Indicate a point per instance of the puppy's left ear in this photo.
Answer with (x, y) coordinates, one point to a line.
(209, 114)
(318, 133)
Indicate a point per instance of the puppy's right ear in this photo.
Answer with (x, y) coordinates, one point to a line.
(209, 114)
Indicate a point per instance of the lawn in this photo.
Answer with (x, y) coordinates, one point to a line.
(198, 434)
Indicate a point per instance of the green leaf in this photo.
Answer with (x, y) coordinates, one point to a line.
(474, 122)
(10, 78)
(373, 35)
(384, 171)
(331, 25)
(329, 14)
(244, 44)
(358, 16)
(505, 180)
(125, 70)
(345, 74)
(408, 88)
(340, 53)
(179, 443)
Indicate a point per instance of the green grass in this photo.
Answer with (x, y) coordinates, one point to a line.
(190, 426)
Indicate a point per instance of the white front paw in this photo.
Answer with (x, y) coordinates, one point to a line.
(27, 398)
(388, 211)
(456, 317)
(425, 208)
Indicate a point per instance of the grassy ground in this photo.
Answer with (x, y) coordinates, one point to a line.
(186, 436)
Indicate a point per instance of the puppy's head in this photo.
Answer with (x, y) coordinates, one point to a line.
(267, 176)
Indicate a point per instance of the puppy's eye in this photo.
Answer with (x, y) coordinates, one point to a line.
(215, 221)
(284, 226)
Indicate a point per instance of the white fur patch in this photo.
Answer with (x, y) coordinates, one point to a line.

_ _ _

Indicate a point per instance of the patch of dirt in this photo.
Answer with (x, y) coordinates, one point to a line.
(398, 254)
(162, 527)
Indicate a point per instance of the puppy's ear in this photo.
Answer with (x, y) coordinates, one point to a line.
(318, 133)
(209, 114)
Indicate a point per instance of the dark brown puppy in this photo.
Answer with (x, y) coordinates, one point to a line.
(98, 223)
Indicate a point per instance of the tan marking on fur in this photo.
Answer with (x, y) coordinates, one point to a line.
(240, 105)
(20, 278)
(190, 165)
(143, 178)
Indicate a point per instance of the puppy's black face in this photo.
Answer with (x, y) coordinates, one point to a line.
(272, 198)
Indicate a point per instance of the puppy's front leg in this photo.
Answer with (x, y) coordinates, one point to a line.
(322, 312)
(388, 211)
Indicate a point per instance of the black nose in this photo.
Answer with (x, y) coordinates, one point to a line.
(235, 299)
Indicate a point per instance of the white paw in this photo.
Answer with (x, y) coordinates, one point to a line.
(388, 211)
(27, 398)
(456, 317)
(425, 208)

_ _ _

Pull out each line of the material above that contains the word "black", and copy those lines in full.

Task solution »
Indicate a point per instance of the puppy's black face in this photo.
Indicate a point per instance of the black nose in this photo.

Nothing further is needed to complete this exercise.